**PROVIDED TEXT**.
This apparently incredibly modern finishing process has its origins in the seventeenth century.
Physical Vapour Deposition (PVD) is a technique used to deposit thin films of one atom (or one molecule) at a time onto various surfaces, often metal, to give them a hard durable coating. The source of the coating is physical that is a solid or liquid instead of chemical as in the alternative coating process of Chemical Vapour Deposition (CVD).
PVD processes are carried out under vacuum conditions. The process involves four steps: These are Evaporation, Transportation, Reaction, Deposition.
Evaporation – A target is bombarded by a high energy source such as a beam of electrons or ions. This dislodges atoms from the surface of the target, ‘vaporising’ them, therefore depositing the material on the work piece.
Transport – This is the movement of the vaporised atoms from the target to the substrate, or piece to be coated.
Reaction – In cases where metal is the target the PVD coatings will consist of metal oxides, nitrides, carbides and similar such materials. The atoms of metal will then react with the selected gas during the transport stage. The gases used in the above coatings may be oxygen, nitrogen and methane.

**TASK TO COMPLETE**. Please quote the passage on PVD coating word for word, starting at "Reaction – In" and ending at "nitrogen and methane.".

[Region pointing data]
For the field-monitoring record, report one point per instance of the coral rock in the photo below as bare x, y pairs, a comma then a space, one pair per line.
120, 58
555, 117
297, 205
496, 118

**ANSWER SECTION**.
Reaction – In cases where metal is the target the PVD coatings will consist of metal oxides, nitrides, carbides and similar such materials. The atoms of metal will then react with the selected gas during the transport stage. The gases used in the above coatings may be oxygen, nitrogen and methane.